SAS Global Communications, a leading provider of managed network and application services, is using an advanced telematics solution from Ctrack, an Inseego company, to enhance fleet performance and reduce operating costs...
Having adopted the Ctrack Online vehicle tracking system last year across a fleet of vans used by a team of engineers in its physical infrastructure division, the company has achieved a host of benefits including a material increase in productivity.
Following a review of the telematics marketplace, SAS selected Ctrack Online based on the usability of the system and its comprehensive reporting capabilities. The company had recognised a need to gain greater visibility and control over its engineers, responsible for the installation of network solutions at private-and public-sector sites across the UK. This has enabled its office-based team to use real-time positioning and vehicle status data to support improved vehicle scheduling and deploy the most appropriate resource to incoming jobs.
Meanwhile, SAS is using the Mobi Driver App, so engineers can record business and private mileage as well as provide supporting notes about individual trips via their smartphones. By electronically capturing this HMRC requirement, the company has been able to streamline administrative processes and replace a paper-based system that previously required information to be collated manually. Ctrack Online’s working time report is also helping SAS to verify time-sheets and overtime claims, resulting in further time and cost savings.
-*-
Problems to solve
**1)** In the SAS fleet-tracking passage, on what basis did SAS select Ctrack Online?
**2)** Write out the stretch of the SAS fleet-tracking passage from "Having adopted the" through "to incoming jobs.".
**3)** Continue the SAS fleet-tracking passage from the point where it stops.
These records have no connection to the SAS fleet-tracking passage.

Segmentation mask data
-*-
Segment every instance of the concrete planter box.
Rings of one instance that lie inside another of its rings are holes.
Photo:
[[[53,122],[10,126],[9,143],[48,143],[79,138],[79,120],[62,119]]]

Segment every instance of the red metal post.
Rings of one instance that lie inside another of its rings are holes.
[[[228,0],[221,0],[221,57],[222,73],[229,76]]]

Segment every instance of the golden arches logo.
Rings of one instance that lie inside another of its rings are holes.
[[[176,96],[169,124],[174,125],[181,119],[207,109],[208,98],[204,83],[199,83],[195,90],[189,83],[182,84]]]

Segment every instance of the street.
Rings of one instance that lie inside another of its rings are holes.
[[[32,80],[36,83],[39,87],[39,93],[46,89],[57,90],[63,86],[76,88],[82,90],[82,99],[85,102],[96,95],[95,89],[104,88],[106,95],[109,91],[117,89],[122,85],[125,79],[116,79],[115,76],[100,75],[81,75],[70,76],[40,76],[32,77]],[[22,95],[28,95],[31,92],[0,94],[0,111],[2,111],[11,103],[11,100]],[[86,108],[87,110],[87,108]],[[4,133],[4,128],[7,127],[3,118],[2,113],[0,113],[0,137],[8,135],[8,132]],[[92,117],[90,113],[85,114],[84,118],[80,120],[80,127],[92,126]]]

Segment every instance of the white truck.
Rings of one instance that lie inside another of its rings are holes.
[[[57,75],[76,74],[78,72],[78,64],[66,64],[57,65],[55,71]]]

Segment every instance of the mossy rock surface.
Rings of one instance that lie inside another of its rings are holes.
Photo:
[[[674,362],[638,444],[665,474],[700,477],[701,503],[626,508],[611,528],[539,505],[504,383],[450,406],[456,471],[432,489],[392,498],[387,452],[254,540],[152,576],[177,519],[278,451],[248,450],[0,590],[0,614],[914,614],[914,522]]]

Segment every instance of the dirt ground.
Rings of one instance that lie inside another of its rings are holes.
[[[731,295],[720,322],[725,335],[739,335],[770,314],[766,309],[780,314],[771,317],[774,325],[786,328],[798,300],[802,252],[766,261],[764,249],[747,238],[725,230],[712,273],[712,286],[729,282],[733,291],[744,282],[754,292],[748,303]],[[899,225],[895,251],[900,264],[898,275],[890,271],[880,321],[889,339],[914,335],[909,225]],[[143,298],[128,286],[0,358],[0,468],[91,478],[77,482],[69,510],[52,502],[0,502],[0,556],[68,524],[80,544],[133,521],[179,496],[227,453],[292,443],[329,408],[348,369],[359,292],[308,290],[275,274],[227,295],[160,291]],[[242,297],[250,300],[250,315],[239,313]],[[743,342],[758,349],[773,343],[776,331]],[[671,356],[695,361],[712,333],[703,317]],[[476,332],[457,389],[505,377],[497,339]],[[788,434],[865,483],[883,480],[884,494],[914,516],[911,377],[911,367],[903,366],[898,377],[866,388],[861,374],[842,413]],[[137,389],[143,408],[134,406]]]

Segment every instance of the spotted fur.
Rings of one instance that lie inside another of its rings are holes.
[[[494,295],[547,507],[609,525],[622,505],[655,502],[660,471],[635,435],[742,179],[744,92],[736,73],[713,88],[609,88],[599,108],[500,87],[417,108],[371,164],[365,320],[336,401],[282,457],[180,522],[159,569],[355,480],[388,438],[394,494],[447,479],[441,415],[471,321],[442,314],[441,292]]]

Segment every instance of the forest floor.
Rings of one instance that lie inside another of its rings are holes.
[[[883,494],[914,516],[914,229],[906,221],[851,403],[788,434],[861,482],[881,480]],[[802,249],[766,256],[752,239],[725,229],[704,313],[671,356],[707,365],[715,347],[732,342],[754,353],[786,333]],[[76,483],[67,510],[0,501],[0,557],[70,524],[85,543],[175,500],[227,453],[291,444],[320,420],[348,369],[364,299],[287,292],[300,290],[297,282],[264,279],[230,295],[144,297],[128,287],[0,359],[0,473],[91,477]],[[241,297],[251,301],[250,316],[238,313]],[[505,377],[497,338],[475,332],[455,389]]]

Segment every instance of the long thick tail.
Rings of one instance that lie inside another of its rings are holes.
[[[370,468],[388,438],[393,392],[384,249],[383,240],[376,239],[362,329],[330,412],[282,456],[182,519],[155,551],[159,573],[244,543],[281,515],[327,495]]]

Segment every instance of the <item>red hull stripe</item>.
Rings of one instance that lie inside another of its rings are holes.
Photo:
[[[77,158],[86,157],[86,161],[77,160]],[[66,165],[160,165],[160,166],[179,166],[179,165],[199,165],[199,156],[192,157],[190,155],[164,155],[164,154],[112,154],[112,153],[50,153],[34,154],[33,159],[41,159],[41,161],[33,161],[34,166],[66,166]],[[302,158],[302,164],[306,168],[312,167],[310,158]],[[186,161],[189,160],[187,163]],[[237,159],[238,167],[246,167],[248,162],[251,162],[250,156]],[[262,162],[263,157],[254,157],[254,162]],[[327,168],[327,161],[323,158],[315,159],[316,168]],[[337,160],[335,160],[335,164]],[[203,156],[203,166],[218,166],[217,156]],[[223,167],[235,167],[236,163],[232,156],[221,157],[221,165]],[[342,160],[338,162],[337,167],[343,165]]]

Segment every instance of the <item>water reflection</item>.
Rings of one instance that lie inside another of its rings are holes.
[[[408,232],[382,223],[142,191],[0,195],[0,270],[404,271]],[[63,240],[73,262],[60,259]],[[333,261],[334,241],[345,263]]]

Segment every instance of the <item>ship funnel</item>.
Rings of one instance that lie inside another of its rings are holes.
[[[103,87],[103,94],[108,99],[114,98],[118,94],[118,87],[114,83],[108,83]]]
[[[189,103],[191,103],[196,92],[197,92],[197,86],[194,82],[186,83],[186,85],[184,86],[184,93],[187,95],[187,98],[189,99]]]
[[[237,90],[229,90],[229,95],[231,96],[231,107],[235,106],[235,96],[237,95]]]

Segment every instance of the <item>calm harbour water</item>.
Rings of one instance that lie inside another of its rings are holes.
-*-
Expected responses
**1)** SAS chose it for the usability of the system and its comprehensive reporting capabilities.

**2)**
Having adopted the Ctrack Online vehicle tracking system last year across a fleet of vans used by a team of engineers in its physical infrastructure division, the company has achieved a host of benefits including a material increase in productivity.
Following a review of the telematics marketplace, SAS selected Ctrack Online based on the usability of the system and its comprehensive reporting capabilities. The company had recognised a need to gain greater visibility and control over its engineers, responsible for the installation of network solutions at private-and public-sector sites across the UK. This has enabled its office-based team to use real-time positioning and vehicle status data to support improved vehicle scheduling and deploy the most appropriate resource to incoming jobs.

**3)**
Alvin Thompson, Physical Infrastructure Manager at SAS Managed IT Services commented: “SAS has experienced clear benefits from using Ctrack Online in terms of productivity improvements and cost reduction. We have been impressed with the level of support provided by Ctrack, which ensured the telematics system has been set up to meet our particular requirements and was installed without any disruption to the business. We are already exploring how else to take advantage of its capabilities in terms of driver behaviour monitoring and duty of care compliance.”
Steve Thomas, Managing Director of Ctrack said: “By working closely with our customers we are able to help them deliver significant business benefits and achieve a return on investment. This is a key reason why businesses of all sizes are turning to Ctrack to implement advanced telematics solutions for their fleet operations.”